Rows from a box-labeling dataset
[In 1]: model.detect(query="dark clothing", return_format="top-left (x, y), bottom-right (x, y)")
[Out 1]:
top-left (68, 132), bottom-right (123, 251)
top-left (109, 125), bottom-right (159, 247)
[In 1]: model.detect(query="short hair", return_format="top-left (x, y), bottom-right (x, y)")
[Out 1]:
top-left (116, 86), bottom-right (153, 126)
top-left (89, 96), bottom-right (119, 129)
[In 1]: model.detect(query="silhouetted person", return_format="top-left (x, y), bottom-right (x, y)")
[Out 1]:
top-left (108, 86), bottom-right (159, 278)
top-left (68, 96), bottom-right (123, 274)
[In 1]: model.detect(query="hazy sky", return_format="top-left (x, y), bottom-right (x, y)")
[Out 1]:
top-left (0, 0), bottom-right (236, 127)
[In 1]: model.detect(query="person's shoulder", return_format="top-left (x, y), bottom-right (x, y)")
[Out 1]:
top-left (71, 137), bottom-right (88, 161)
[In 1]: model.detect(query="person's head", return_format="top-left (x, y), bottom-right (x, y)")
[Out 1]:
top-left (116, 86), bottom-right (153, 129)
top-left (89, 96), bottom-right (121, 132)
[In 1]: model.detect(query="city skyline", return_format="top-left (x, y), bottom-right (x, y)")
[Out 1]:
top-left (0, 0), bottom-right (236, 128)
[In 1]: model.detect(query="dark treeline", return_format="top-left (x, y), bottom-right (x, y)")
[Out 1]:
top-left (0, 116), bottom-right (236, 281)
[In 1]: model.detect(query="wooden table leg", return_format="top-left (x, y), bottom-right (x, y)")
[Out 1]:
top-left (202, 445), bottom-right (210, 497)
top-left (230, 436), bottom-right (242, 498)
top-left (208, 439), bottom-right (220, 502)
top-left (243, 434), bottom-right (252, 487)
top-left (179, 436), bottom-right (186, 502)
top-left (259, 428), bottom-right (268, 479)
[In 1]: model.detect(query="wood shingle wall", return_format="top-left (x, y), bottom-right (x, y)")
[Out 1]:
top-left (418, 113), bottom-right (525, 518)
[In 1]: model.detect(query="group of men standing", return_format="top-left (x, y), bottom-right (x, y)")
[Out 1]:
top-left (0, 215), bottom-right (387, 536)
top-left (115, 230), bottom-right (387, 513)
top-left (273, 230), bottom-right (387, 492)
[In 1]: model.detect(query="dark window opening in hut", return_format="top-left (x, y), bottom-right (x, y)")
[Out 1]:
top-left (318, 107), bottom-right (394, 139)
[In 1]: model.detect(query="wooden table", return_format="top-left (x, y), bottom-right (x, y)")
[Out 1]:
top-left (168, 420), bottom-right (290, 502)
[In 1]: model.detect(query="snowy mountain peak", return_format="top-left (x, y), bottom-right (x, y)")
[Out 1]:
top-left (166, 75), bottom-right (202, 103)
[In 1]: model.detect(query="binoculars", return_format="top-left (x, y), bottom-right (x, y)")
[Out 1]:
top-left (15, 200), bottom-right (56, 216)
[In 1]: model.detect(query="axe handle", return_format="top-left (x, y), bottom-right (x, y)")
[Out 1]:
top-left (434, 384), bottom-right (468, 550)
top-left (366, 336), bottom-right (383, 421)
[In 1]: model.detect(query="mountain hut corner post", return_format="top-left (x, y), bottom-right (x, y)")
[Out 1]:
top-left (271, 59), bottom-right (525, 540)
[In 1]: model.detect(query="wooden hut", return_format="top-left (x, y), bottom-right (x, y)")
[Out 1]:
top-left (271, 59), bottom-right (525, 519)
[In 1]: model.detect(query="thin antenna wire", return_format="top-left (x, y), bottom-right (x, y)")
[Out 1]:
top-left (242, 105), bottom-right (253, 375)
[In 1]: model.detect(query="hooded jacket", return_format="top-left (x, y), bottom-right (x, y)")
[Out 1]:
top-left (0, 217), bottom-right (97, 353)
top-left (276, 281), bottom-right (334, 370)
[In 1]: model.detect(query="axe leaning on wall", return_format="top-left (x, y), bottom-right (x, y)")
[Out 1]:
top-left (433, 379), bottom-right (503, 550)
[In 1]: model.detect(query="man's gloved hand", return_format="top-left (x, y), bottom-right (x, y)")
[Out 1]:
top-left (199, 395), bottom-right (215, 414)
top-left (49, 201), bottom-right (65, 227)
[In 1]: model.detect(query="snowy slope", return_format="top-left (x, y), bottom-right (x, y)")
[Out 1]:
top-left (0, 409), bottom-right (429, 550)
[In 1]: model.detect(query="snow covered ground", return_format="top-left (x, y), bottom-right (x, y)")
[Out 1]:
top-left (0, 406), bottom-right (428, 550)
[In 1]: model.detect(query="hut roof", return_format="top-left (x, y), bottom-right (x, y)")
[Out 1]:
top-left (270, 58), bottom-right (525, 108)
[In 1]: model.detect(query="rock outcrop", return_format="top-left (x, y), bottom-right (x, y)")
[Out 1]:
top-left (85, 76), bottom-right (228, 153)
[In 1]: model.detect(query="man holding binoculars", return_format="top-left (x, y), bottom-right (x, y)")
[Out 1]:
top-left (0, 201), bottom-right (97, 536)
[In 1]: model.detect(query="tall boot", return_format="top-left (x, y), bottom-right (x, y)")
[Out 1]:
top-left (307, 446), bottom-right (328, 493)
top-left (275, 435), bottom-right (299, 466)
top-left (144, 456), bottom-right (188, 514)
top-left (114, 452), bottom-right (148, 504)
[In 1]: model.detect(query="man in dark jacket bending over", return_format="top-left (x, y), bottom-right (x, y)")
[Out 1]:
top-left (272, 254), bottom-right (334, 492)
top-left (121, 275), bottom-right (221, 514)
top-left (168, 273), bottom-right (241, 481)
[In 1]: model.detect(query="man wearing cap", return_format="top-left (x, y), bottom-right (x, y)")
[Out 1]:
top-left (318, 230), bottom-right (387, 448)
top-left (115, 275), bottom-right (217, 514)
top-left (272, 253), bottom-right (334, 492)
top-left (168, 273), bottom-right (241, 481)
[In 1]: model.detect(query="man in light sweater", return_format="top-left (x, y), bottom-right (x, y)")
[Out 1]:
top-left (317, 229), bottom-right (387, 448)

## [WHAT YOU ARE ASKED TO DO]
Rewrite the rows from the start through the line containing "top-left (273, 230), bottom-right (387, 492)", changing "return_format" to "output_format" and keeping everything else the same.

## [RIGHT ANSWER]
[In 1]: model.detect(query="dark clothing", output_format="top-left (x, y), bottom-right (x, y)")
[Out 1]:
top-left (68, 132), bottom-right (123, 251)
top-left (109, 125), bottom-right (159, 247)
[In 1]: model.detect(query="short hair", output_format="top-left (x, y), bottom-right (x, y)")
[Out 1]:
top-left (116, 86), bottom-right (153, 126)
top-left (89, 96), bottom-right (119, 129)
[In 1]: model.detect(query="silhouetted person", output_format="top-left (x, y), bottom-right (x, y)")
[Out 1]:
top-left (108, 86), bottom-right (159, 278)
top-left (68, 96), bottom-right (123, 274)
[In 1]: model.detect(query="hazy sky", output_format="top-left (x, y), bottom-right (x, y)")
[Out 1]:
top-left (0, 0), bottom-right (236, 127)
[In 1]: model.detect(query="person's shoulder", output_format="top-left (x, y), bottom-right (x, y)")
[Out 1]:
top-left (71, 137), bottom-right (88, 161)
[In 1]: model.detect(query="person's head", output_format="top-left (x, y), bottom-right (x, y)")
[Out 1]:
top-left (116, 86), bottom-right (153, 129)
top-left (89, 96), bottom-right (121, 132)
[In 1]: model.detect(query="city skyline", output_format="top-left (x, y), bottom-right (x, y)")
[Out 1]:
top-left (0, 0), bottom-right (236, 128)
[In 1]: model.detect(query="dark treeline", output_format="top-left (x, y), bottom-right (x, y)")
[Out 1]:
top-left (0, 116), bottom-right (236, 281)
[In 1]: model.detect(query="wooden table leg", output_format="top-left (x, y), bottom-right (x, y)")
[Out 1]:
top-left (202, 445), bottom-right (210, 497)
top-left (230, 436), bottom-right (242, 498)
top-left (208, 439), bottom-right (220, 502)
top-left (243, 434), bottom-right (252, 487)
top-left (179, 436), bottom-right (186, 502)
top-left (259, 428), bottom-right (268, 479)
[In 1]: model.detect(query="wood shingle wall", output_format="top-left (x, y), bottom-right (x, y)")
[Out 1]:
top-left (418, 113), bottom-right (525, 518)
[In 1]: model.detect(query="group of men standing", output_format="top-left (x, y), bottom-right (x, y)")
[Out 1]:
top-left (0, 215), bottom-right (387, 536)
top-left (115, 230), bottom-right (387, 513)
top-left (273, 230), bottom-right (387, 492)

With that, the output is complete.